Challenges:
1 > Reproduce the passage of the inversions thread starting with "Best Answer" and going on through "after the $1$.".
2 > In the inversions thread, list every pair named as an inversion of the example permutation (2,4,5,3,1).

Article:
— Begin —

Suppose $\sigma=(a_1,a_2,a_3…,a_n)$ be a permutation of $(1,2,3,…n)$. A pair $(a_i,a_j)$ is said to correspond to an inversion of $\sigma$, if $i<j$ but $a_i > a_j$. How many permutations of $(1,2,3…n)$, $(n\geq 3)$, have exactly $2$ inversions?
Example: In the permutation $(2,4,5,3,1)$, there are 6 inversions corresponding to the pairs $(2,1),(4,3), (4,1), (5,3), (5,1), (3,1)$.
Can anyone give a recursive proof for this one? I tried to get one, but I dont get a proper solution..
Best Answer
Consider the following method of building a permutation. For each number in $\{1,2,\dots,n\}$ in increasing order, insert it anywhere in the line of the previously made numbers. The $i^{th}$ number can be inserted in $i$ places, and the number of inversions that insertion will add is anywhere between $0$ and $i-1$. For example, there is only one place to put $1$, effectively creating the list. There are $2$ places to put $2$, either before or after the $1$.
How many ways are there to end up with two inversions? There are two ways this can happen; either there were two steps which each created one inversion (and every other step made zero), or there was only one step which created two inversions. In the former case, there are $\binom{n-1}2$ ways to choose the two steps which created the inversions (as the first step, where $1$ is inserted into an empty list, cannot create any inversions), and there is are $n-2$ ways to choose a step where two inversions are created (as this cannot happen on the first or second steps). Therefore, the total number of ways is $$ \binom{n-1}2+n-2 = \frac{(n+1)(n-2)}2 $$

— End —

Supplied information:
— Begin —

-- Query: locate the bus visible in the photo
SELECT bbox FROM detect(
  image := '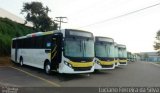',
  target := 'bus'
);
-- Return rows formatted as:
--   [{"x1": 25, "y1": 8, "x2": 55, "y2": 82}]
[
  {"x1": 114, "y1": 42, "x2": 119, "y2": 67},
  {"x1": 117, "y1": 44, "x2": 127, "y2": 65},
  {"x1": 95, "y1": 36, "x2": 115, "y2": 70},
  {"x1": 11, "y1": 29, "x2": 94, "y2": 74},
  {"x1": 127, "y1": 51, "x2": 132, "y2": 62}
]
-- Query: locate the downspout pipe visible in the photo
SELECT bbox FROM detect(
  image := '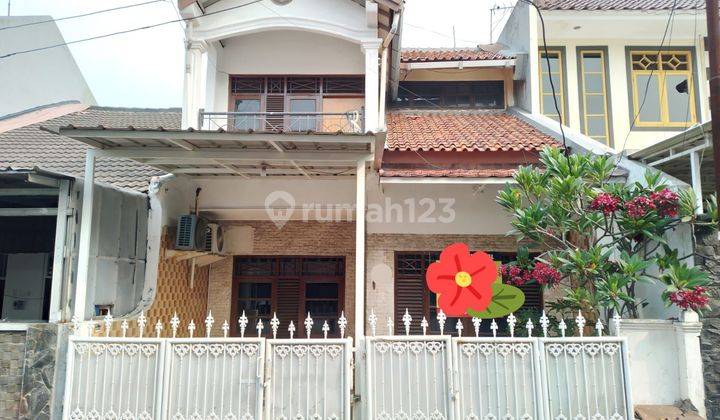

— End —

Answer list:
1 >
Best Answer
Consider the following method of building a permutation. For each number in $\{1,2,\dots,n\}$ in increasing order, insert it anywhere in the line of the previously made numbers. The $i^{th}$ number can be inserted in $i$ places, and the number of inversions that insertion will add is anywhere between $0$ and $i-1$. For example, there is only one place to put $1$, effectively creating the list. There are $2$ places to put $2$, either before or after the $1$.

2 > (2,1), (4,3), (4,1), (5,3), (5,1), (3,1)